Recorded information start
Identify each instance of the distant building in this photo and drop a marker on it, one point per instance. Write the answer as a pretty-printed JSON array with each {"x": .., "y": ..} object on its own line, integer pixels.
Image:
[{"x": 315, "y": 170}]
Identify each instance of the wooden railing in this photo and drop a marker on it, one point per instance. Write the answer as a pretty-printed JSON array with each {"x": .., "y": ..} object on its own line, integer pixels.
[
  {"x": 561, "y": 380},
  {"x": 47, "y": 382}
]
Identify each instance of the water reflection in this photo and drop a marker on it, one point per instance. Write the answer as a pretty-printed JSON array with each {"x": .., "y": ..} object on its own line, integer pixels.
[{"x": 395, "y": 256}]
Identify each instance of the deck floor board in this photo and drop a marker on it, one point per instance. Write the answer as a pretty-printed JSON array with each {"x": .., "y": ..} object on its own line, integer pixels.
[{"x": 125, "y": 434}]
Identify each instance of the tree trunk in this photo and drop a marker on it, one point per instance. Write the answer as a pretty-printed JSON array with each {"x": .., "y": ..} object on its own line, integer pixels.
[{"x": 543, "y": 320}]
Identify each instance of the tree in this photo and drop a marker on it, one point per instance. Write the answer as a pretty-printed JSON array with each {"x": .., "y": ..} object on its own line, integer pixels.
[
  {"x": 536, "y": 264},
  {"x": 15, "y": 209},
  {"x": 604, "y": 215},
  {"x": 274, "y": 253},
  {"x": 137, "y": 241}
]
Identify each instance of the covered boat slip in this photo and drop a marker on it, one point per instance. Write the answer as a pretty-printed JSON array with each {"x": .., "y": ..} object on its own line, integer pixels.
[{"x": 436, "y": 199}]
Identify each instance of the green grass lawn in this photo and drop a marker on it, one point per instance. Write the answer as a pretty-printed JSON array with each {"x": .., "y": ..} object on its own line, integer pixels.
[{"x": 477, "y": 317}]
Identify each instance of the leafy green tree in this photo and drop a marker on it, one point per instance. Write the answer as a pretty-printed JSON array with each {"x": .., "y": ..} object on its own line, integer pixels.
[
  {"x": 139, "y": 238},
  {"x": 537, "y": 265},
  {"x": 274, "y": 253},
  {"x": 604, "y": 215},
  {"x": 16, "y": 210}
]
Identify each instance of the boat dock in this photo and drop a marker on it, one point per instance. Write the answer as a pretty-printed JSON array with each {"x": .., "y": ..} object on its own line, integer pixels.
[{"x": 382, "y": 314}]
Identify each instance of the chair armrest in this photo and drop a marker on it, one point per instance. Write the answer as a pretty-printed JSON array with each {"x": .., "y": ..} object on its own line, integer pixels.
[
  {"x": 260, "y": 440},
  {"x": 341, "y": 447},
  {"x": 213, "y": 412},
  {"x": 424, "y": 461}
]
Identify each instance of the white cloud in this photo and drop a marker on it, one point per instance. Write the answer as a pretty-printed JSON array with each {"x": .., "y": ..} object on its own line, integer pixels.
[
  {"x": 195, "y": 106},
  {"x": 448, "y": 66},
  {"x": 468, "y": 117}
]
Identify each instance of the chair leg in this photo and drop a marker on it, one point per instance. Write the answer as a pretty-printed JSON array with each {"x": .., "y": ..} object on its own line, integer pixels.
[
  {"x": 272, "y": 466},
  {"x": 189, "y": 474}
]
Recorded information end
*Task prompt*: Please rewrite all the entries above, swapping "drop a marker on it" for "place a pin on it" wherever it occurs and leaving everything else unchanged.

*Result of this task*:
Identify each instance of the distant building in this photo and place a pin on it, one point per instance. Write the answer as a pretty-printed JSON array with each {"x": .., "y": ..} object on its own line, integer pixels.
Image:
[{"x": 315, "y": 170}]
Identify each instance of the wooden railing in this photo and place a pin on it, one point per instance. Write the answer as a pretty-printed JSON array with each {"x": .., "y": ..} object on its own line, integer pixels.
[
  {"x": 561, "y": 380},
  {"x": 47, "y": 382}
]
Identify each instance of the water reflection in this photo and place a pin on it, one point per instance. Write the answer as a pretty-printed JSON array with each {"x": .., "y": ..} object on its own line, integer pixels.
[{"x": 395, "y": 256}]
Identify each instance of the deck floor board in this photo and place a pin on it, one point per instance. Write the answer as a pretty-printed JSON array with each {"x": .., "y": ..} object on its own line, integer pixels.
[{"x": 125, "y": 434}]
Identify each instance of the tree trunk in this photo and place a pin on it, one point per instance. Write the answer as a pretty-printed JSON array with each {"x": .., "y": ..} object on its own line, integer pixels.
[{"x": 543, "y": 320}]
Identify each instance of the tree in this photo and place a pin on it, one point per instance. Write the answer as a pretty-printed JSON array with each {"x": .., "y": ..} object on its own line, integer pixels.
[
  {"x": 536, "y": 264},
  {"x": 15, "y": 209},
  {"x": 604, "y": 215},
  {"x": 274, "y": 253},
  {"x": 137, "y": 241}
]
Identify each instance of the covered boat slip in this photo and place a pin on it, one point per instance. Write the answer as a pretty-printed JSON array with each {"x": .., "y": ..} object on its own line, integer pixels.
[{"x": 436, "y": 199}]
Identify each instance of the green grass lawn in this photo and place a pin on it, one point per instance. Write the answer as a pretty-printed JSON array with each {"x": .., "y": ..} object on its own line, integer pixels.
[{"x": 477, "y": 317}]
Identify each instance of the leafy green tree in this photo and place a pin on it, one point per instance. Write the answer as a pretty-printed JSON array with each {"x": .., "y": ..} object on its own line, integer pixels.
[
  {"x": 139, "y": 238},
  {"x": 537, "y": 265},
  {"x": 274, "y": 253},
  {"x": 604, "y": 215},
  {"x": 16, "y": 210}
]
Identify each instance of the boat dock in this photo and place a pin on it, one point per instance. Write the answer as a pretty-printed JSON array with each {"x": .., "y": ..} object on its own line, integer pixels.
[{"x": 382, "y": 314}]
Identify each instance of the chair armrest in this photo and place a pin on it, one point per instance. Write the answer as a pretty-printed JSON array with each {"x": .., "y": ..} object on its own line, integer pixels.
[
  {"x": 260, "y": 440},
  {"x": 341, "y": 447},
  {"x": 213, "y": 412},
  {"x": 424, "y": 461}
]
Identify each instance of the white cloud in this photo and place a pin on it, one point per instance. Write the answer as a pretty-printed JSON array with each {"x": .., "y": ..} object on its own line, integer pixels.
[
  {"x": 195, "y": 106},
  {"x": 448, "y": 66},
  {"x": 468, "y": 117}
]
Identify each instance of the chair leg in this photo and place a pin on it, one point per instance. Write the answer as a pretty-printed JSON array with each {"x": .., "y": ..} object on its own line, integer pixels.
[
  {"x": 272, "y": 466},
  {"x": 189, "y": 474}
]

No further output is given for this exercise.